## Data provided
________________________

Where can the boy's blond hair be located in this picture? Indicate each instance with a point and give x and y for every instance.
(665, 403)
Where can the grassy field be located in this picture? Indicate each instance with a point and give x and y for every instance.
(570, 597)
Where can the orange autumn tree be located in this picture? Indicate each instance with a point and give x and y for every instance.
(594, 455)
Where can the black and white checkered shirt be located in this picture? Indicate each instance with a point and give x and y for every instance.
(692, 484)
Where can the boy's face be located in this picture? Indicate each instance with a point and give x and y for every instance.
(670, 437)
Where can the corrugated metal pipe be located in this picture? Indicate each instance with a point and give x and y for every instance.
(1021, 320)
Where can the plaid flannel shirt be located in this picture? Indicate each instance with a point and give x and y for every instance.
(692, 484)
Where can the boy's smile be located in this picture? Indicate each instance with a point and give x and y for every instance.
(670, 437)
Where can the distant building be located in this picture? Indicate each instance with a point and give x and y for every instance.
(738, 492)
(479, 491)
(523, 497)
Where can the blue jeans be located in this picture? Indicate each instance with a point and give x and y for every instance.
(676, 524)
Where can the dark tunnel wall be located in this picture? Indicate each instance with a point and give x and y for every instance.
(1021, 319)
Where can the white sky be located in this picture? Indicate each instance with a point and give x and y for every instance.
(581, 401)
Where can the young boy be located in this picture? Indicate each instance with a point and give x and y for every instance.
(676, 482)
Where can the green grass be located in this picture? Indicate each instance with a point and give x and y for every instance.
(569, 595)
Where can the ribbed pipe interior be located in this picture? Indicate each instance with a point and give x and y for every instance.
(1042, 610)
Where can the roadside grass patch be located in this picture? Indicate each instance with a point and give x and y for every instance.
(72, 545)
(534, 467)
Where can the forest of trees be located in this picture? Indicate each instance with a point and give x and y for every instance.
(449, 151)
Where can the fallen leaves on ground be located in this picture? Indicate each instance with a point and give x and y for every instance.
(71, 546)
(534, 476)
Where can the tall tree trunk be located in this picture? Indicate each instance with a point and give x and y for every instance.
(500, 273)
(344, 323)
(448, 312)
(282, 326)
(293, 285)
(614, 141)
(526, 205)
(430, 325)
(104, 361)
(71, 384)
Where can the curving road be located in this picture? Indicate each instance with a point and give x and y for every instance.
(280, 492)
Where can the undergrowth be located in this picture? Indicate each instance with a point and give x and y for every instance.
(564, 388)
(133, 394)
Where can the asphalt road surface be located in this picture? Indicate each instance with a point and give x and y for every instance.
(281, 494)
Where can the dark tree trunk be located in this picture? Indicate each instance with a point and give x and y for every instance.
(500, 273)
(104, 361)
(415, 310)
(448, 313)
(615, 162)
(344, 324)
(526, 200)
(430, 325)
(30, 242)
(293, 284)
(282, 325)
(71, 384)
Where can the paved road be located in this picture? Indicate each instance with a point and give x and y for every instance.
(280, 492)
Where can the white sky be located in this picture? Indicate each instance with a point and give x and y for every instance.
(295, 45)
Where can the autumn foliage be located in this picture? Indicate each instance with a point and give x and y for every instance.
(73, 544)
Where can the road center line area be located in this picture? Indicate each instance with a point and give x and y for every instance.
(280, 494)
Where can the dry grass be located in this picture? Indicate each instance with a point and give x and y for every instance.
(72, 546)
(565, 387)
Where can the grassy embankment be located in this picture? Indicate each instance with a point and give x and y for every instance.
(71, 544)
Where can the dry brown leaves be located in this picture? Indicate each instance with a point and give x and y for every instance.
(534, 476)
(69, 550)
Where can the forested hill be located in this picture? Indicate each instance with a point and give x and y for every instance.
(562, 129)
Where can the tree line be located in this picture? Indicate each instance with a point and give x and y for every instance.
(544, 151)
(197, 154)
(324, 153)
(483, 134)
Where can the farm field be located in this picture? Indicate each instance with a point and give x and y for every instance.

________________________

## Task details
Copy exactly the lines of the listing above, beginning at the line with "Where can the curving" and ending at its final line; write out nothing else.

## Written answer
Where can the curving road be located in this picture? Indicate each instance with a point and give x and y for every instance.
(280, 492)
Where can the undergrowth be located in this picture? Indicate each instance with a point and give x and y for every instance.
(564, 388)
(133, 394)
Where can the asphalt road surface be located in this picture? Indicate each instance with a point and give x and y for every instance.
(281, 494)
Where can the dark tree trunk be located in this picture? Indicate each instance with a point and give x and y for every instance.
(500, 273)
(104, 361)
(415, 310)
(448, 313)
(615, 162)
(344, 324)
(526, 200)
(430, 325)
(30, 242)
(293, 284)
(282, 325)
(71, 384)
Where can the paved road be located in this picture? Indicate each instance with a point and give x and y for every instance.
(280, 492)
Where can the white sky be located in this picture? Indicate each instance with a point and give x and y for every instance.
(295, 45)
Where can the autumn foliage be located in this picture? Indicate each instance with a point and give x and y for every instance.
(73, 544)
Where can the road center line area be located in this picture? Indicate each instance with a point and give x and y for every instance.
(280, 494)
Where can the dry grass be located in this picture? Indicate each instance with a point and give x and y for every instance.
(72, 546)
(565, 387)
Where can the grassy embankment be located in this picture? Indicate each instance with a point and give x and y for every instance.
(71, 544)
Where can the dry brown leaves be located in this picture? Indicate each instance with a point and give x and y for every instance.
(534, 476)
(69, 550)
Where can the forested hill be located in this picture? Indicate each instance with a point and give x and y for every instance.
(562, 129)
Where can the tree line be located in this picture? Indicate each instance with a point and give x and y for every instance.
(544, 151)
(197, 154)
(324, 153)
(483, 134)
Where can the farm field be located in this picture? Indicate each instance with a point and give x and y for every instance.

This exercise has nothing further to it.